Extracted entries ->

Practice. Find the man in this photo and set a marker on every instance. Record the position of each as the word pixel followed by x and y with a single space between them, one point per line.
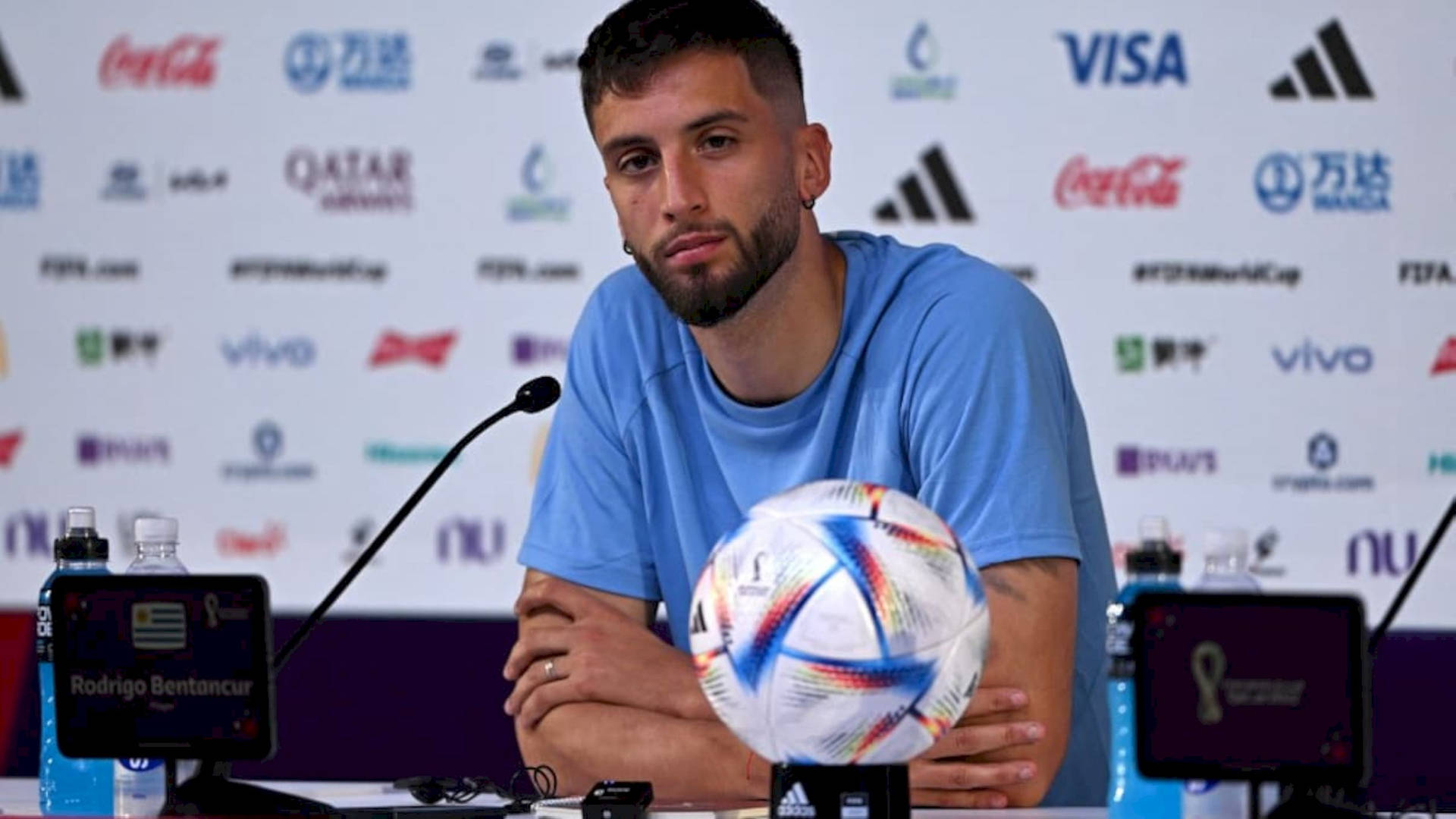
pixel 743 354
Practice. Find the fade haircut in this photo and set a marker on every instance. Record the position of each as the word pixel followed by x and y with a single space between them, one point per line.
pixel 632 44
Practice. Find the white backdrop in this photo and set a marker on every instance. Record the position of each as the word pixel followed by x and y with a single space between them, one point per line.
pixel 240 398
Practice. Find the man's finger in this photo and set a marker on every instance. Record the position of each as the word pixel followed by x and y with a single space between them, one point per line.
pixel 566 598
pixel 983 799
pixel 533 645
pixel 533 678
pixel 965 776
pixel 995 701
pixel 979 739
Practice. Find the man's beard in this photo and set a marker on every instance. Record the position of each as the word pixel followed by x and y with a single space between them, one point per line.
pixel 705 300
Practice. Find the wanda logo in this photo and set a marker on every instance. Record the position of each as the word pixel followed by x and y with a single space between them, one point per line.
pixel 1147 181
pixel 188 60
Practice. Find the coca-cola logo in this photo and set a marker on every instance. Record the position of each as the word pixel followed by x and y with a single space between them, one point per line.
pixel 188 60
pixel 1147 181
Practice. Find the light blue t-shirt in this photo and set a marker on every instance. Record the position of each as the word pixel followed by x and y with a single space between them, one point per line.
pixel 948 382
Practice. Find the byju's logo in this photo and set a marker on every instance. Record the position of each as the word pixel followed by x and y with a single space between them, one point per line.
pixel 1445 357
pixel 1382 550
pixel 254 350
pixel 1134 461
pixel 398 349
pixel 1426 273
pixel 232 542
pixel 1310 357
pixel 9 445
pixel 95 347
pixel 1313 77
pixel 93 450
pixel 538 349
pixel 1139 353
pixel 356 60
pixel 471 539
pixel 19 180
pixel 536 205
pixel 267 441
pixel 1126 58
pixel 1443 463
pixel 952 205
pixel 922 52
pixel 187 61
pixel 1147 181
pixel 1323 453
pixel 1338 181
pixel 353 180
pixel 9 83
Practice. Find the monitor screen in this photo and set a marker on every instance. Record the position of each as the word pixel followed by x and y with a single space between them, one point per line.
pixel 171 667
pixel 1251 687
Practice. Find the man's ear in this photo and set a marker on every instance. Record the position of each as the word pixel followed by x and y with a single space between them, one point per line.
pixel 811 153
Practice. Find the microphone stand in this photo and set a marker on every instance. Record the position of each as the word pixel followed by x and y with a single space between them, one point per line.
pixel 210 792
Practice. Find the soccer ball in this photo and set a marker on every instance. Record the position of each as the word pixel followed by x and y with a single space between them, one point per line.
pixel 840 623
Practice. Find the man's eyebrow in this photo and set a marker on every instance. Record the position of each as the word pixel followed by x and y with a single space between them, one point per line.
pixel 635 140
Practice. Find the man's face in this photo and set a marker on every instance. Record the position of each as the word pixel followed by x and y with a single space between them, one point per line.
pixel 702 177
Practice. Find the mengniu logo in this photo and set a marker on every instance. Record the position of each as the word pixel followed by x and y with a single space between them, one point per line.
pixel 1337 181
pixel 951 202
pixel 1340 55
pixel 9 82
pixel 1147 181
pixel 924 53
pixel 1445 357
pixel 187 61
pixel 1126 58
pixel 19 180
pixel 538 205
pixel 9 445
pixel 356 60
pixel 398 349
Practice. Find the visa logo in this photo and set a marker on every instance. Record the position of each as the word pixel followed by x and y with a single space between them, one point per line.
pixel 254 349
pixel 1310 357
pixel 1126 58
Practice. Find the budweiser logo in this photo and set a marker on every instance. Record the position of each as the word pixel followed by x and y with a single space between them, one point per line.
pixel 1147 181
pixel 185 61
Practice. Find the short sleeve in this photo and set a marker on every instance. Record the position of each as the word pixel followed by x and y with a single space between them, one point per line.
pixel 587 515
pixel 987 419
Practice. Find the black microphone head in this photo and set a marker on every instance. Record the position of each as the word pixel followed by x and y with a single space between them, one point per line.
pixel 538 394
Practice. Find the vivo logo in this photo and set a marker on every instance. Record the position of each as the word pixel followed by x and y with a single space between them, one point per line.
pixel 1382 550
pixel 1125 58
pixel 1310 357
pixel 293 352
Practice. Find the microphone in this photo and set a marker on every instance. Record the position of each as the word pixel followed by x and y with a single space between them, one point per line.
pixel 533 397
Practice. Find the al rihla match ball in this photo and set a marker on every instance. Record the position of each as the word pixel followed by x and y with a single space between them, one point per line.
pixel 840 623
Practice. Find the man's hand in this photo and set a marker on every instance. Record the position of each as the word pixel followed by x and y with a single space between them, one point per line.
pixel 946 777
pixel 601 656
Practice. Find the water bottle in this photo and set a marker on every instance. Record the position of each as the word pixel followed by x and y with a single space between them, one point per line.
pixel 142 784
pixel 69 787
pixel 1153 566
pixel 1226 570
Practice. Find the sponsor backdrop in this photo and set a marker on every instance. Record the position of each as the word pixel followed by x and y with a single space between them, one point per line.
pixel 259 267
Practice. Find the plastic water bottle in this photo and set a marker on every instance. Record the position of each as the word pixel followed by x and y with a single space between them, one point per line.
pixel 1153 566
pixel 142 784
pixel 1226 570
pixel 69 787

Requirement ->
All of the entries above should be copied exactly, except for the pictures.

The completed task ->
Practice. Find the man in this photo and set a marker on every instance. Record the position of each as the word pixel followed by x and y with a single space between them, one point per line.
pixel 743 354
Practice. Find the fade haircut in this photo and set a marker on every instance. Record the position of each as the word pixel followed by x and y with a single space between them, one point per line.
pixel 632 44
Practice. Find the white backdrop in this photo and set a marker on every instance. Record the position of each as the word pixel followed by x and y with a single space between them, one point per line.
pixel 240 398
Practice. Find the man's finger in this photo and set a marker on every instance. Record the position of each as the word pixel followed by x and y with a single space between them, one point per line.
pixel 566 598
pixel 983 799
pixel 533 645
pixel 533 678
pixel 965 776
pixel 995 701
pixel 979 739
Practice. Find the man's beard in this photo and set a marker on every instance. Record the position of each as the word pixel followed by x and y with a single space between them, one point per line.
pixel 705 300
Practice. Find the wanda logo in this photo and set a marker on every instance. Record the position of each as the word pixel followed by x and y with a single space between them, one point per line.
pixel 1147 181
pixel 188 60
Practice. Find the coca-cola logo in this photo and set a marker on every instance. Record the position of each as the word pixel followed by x and y with a single space between them, one point per line.
pixel 188 60
pixel 1147 181
Practice. Find the light blue t-shirt in this photo and set a marker on every instance. Record the position of each as the word pixel followed by x and y with a single space between them, one point per line.
pixel 948 382
Practice. Find the byju's logo in this photo and set a marker on every instance. Record the position of each as the word pixel followed by x and y with a single space between them, one point per line.
pixel 1445 357
pixel 1382 550
pixel 254 350
pixel 1134 461
pixel 398 349
pixel 1426 273
pixel 232 542
pixel 1310 357
pixel 9 445
pixel 95 347
pixel 1313 77
pixel 93 450
pixel 538 349
pixel 1139 353
pixel 356 60
pixel 471 539
pixel 19 180
pixel 536 205
pixel 267 441
pixel 1126 58
pixel 1443 463
pixel 952 205
pixel 922 52
pixel 187 61
pixel 1147 181
pixel 1323 453
pixel 1338 181
pixel 353 180
pixel 9 83
Practice. Find the monitor screen in this photo and set a marker on every instance. Record the position of each as the word pixel followed by x and y with a single space between them, one point per line.
pixel 171 667
pixel 1251 687
Practice. Find the man's ear in this photo and set a marker on every instance. Record the position of each as the word pixel followed by x and y with a single space between them, one point per line.
pixel 811 153
Practice. Find the microphone stand in this photo and set a marker on every instance. Record the position of each as the word pixel followed by x and y with a single space between them, one point per line.
pixel 210 792
Practice. Find the soccer ball in this photo and set a marker on every instance. Record the position of each as the word pixel followed by x and y with a single space between them, one point per line.
pixel 840 623
Practice. Find the man's eyebrow in this photo and set a marker on every instance. Record the position of each as the word pixel followed by x and y with a single space between them, one point per line.
pixel 635 140
Practice. Find the man's face in this photo and set a marker on every instance. Record the position of each as the word pixel followed by x and y with a single space between them, one point per line.
pixel 702 177
Practice. Find the mengniu logo in this photo and set a marker on every instance. Record the position of each as the word pixel followed by x and y with a single space between them, one point per line.
pixel 1337 181
pixel 951 202
pixel 1340 55
pixel 9 82
pixel 1147 181
pixel 924 53
pixel 1445 357
pixel 187 61
pixel 1126 58
pixel 19 180
pixel 538 205
pixel 9 445
pixel 356 60
pixel 398 349
Practice. Find the visa logo in this photo and set a marker on every instance. Record the position of each as the word pixel followed by x and y with a single space between them, one point per line.
pixel 254 349
pixel 1310 357
pixel 1126 58
Practice. Find the budweiser logo in this photo and set a marker on every instance. Record the position of each as the word pixel followed by x and y with a single space between them, one point per line.
pixel 1147 181
pixel 185 61
Practice. Find the short sleeve in this photo and set a marker on every instance. Record the position of each as the word pixel followed by x and y with a single space between them, one point per line.
pixel 587 515
pixel 987 419
Practice. Find the black microphone head in this photo and set a marker on every instance. Record the position of each as the word pixel followed by x and y with a single space between them, one point per line.
pixel 538 394
Practice. Find the vivo logo in this photo and set a marker on every instance. Record the position of each as the word pixel followed by x and y with a single space between them, one point per line.
pixel 1382 550
pixel 1125 58
pixel 1310 357
pixel 293 352
Practice. Find the microphone in this photo and set a marker on every instance. Record the position of each as the word pixel followed by x and y with a single space between them, one point per line.
pixel 533 397
Practice. Find the al rihla match ball in this photo and set a marker on every instance. Record the position of each as the word pixel followed by x and y with a single space between them, one point per line.
pixel 840 623
Practice. Find the man's hand in this photo and set a marker on every instance. Record the position of each as the word pixel followed by x and y with a single space between them, one point per line.
pixel 946 777
pixel 601 656
Practice. Find the water bottle in this photo and set a marker on every instance. Record the position of each as the word pixel followed by x and y with a single space between them, one point per line.
pixel 142 784
pixel 69 787
pixel 1153 566
pixel 1226 570
Practice. Find the sponsor backdrop in this photo and set a marker on every instance. Record the position of each as the word pixel followed by x and y with a single space between them, one point per line.
pixel 259 267
Practice. Find the plastic water bottle in this photo and set a marker on every instance. Record the position of each as the word pixel followed by x and y with a single space between them, one point per line.
pixel 1153 566
pixel 142 784
pixel 1226 570
pixel 69 787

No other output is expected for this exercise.